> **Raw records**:

════════════════

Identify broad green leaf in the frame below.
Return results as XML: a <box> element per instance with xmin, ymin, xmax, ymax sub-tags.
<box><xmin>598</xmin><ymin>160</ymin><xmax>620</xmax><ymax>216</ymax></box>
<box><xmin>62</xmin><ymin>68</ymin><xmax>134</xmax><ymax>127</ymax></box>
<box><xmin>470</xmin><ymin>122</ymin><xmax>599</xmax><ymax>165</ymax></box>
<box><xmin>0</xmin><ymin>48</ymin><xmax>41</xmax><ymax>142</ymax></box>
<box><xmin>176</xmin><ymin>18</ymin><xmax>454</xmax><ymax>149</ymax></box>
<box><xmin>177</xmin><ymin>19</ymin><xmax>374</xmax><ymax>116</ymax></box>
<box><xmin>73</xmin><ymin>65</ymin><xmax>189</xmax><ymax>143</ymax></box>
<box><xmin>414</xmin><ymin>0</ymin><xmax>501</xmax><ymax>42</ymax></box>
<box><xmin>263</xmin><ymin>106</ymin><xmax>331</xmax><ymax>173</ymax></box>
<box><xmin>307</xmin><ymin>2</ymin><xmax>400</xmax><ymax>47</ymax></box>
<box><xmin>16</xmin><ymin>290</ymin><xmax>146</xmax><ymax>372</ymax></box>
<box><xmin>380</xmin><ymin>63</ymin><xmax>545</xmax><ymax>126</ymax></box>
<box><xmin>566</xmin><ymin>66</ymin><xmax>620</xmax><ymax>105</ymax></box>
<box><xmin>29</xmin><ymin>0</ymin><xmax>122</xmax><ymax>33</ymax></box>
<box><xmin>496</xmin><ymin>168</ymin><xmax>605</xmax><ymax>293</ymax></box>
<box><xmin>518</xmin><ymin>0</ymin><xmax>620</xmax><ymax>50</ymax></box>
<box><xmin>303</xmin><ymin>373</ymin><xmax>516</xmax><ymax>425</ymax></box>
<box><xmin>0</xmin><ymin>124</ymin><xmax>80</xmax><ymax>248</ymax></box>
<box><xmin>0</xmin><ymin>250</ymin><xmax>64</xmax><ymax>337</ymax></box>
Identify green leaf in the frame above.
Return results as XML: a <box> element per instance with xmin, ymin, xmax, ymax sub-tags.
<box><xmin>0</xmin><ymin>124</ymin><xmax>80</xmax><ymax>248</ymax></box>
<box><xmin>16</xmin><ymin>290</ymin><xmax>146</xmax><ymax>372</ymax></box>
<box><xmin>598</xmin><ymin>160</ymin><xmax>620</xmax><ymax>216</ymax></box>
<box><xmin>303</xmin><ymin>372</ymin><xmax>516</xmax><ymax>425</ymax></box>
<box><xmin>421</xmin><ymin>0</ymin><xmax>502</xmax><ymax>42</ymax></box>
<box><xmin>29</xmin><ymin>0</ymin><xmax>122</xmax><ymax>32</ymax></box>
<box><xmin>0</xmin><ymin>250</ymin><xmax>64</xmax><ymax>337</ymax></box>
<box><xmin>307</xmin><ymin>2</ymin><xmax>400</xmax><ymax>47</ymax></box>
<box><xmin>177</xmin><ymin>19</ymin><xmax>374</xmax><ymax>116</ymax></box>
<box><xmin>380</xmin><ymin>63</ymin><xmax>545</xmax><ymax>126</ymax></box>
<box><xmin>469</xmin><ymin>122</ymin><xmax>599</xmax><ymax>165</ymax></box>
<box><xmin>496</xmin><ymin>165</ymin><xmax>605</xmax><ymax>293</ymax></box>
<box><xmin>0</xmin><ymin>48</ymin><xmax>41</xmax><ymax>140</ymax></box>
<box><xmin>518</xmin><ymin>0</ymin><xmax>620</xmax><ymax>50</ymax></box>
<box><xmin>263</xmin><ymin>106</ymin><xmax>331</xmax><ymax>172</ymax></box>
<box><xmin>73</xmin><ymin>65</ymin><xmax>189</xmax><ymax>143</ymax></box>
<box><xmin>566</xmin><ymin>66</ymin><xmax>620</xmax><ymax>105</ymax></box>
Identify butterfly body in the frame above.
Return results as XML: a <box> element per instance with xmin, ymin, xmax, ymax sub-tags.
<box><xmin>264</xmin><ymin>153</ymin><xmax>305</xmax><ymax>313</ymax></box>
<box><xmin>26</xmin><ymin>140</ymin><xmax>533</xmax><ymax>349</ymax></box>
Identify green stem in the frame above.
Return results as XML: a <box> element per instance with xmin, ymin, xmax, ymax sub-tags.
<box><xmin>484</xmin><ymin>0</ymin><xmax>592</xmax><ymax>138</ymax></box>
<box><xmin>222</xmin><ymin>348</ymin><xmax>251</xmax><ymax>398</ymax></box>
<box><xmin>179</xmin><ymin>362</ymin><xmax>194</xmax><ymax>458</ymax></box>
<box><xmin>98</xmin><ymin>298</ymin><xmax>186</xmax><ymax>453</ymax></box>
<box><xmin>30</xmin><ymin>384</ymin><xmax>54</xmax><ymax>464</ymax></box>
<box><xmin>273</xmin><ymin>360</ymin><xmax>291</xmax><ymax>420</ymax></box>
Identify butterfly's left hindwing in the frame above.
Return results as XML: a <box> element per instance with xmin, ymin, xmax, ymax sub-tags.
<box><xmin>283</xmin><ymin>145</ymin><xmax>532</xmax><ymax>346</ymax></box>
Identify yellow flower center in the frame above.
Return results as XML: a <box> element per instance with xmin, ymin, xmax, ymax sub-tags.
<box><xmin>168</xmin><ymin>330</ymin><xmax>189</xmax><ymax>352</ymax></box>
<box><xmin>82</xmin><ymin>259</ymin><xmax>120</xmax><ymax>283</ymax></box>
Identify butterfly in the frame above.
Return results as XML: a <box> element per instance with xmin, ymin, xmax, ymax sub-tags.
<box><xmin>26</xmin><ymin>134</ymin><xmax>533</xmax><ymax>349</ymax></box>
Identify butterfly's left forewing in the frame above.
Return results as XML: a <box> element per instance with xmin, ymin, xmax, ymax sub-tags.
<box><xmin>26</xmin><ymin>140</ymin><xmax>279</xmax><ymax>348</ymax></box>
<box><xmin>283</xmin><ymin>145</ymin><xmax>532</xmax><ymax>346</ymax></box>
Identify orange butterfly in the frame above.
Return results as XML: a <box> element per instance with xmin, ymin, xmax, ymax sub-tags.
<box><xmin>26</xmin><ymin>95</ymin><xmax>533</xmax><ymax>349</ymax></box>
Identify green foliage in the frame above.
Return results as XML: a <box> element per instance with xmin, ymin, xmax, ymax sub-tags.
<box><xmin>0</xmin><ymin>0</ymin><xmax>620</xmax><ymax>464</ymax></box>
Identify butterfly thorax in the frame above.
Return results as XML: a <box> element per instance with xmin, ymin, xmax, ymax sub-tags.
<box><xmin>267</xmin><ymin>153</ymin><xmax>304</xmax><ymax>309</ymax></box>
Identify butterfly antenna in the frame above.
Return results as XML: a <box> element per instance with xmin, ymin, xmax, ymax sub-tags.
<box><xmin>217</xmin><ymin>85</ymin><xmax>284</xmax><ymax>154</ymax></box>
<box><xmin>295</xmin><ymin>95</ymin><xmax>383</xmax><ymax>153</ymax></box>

════════════════

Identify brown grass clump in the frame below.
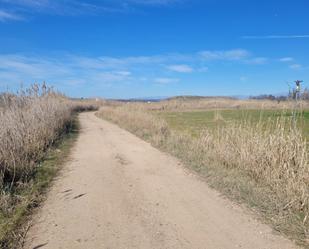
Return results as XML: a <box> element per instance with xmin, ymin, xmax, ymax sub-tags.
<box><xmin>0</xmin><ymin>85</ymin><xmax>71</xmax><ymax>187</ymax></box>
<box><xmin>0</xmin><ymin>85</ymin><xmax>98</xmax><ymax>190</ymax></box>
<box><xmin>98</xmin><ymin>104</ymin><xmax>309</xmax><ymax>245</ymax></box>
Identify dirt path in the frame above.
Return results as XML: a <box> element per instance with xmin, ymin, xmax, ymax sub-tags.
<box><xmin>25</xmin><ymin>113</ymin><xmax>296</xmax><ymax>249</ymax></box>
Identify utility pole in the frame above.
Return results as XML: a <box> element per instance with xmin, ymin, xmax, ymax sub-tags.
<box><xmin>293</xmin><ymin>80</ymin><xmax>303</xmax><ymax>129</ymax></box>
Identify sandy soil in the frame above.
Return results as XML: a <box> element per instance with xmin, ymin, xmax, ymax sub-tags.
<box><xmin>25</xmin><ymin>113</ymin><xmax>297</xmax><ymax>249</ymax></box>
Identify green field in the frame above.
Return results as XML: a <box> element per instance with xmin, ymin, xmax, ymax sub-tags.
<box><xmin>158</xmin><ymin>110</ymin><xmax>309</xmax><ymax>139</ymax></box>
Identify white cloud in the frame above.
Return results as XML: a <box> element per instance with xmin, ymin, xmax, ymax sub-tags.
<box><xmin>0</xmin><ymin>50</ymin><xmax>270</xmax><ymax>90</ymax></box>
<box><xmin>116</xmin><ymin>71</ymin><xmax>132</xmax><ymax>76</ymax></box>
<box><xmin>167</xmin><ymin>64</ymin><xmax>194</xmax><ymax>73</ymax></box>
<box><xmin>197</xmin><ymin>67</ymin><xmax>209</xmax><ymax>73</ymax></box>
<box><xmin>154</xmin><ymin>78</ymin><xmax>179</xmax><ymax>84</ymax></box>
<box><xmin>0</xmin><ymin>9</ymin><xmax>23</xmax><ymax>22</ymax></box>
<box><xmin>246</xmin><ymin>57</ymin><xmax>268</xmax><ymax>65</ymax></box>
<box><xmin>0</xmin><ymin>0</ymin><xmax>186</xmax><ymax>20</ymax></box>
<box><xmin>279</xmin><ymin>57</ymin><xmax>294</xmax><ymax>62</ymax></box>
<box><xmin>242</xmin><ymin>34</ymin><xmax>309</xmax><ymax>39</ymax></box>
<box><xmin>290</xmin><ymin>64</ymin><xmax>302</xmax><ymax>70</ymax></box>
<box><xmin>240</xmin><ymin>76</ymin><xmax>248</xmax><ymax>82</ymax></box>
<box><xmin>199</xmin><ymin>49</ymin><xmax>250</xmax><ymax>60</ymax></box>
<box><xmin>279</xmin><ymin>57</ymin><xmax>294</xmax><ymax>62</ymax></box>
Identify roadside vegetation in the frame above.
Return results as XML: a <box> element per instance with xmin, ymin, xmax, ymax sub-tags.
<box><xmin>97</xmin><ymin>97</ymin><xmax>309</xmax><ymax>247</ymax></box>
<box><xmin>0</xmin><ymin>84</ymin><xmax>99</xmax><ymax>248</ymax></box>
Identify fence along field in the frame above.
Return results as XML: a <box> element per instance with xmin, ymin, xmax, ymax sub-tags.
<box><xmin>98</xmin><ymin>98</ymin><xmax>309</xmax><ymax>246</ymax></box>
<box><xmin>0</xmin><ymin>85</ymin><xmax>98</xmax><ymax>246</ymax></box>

════════════════

> **WHAT YOU WILL DO**:
Go through the items above and return each line that contains the word "green".

> **TASK ANSWER**:
Identify broad green leaf in the frame below.
Identify green leaf in the frame above.
Identify green stem in the frame above.
Identify green foliage in the frame above.
Identify green field in the frame above.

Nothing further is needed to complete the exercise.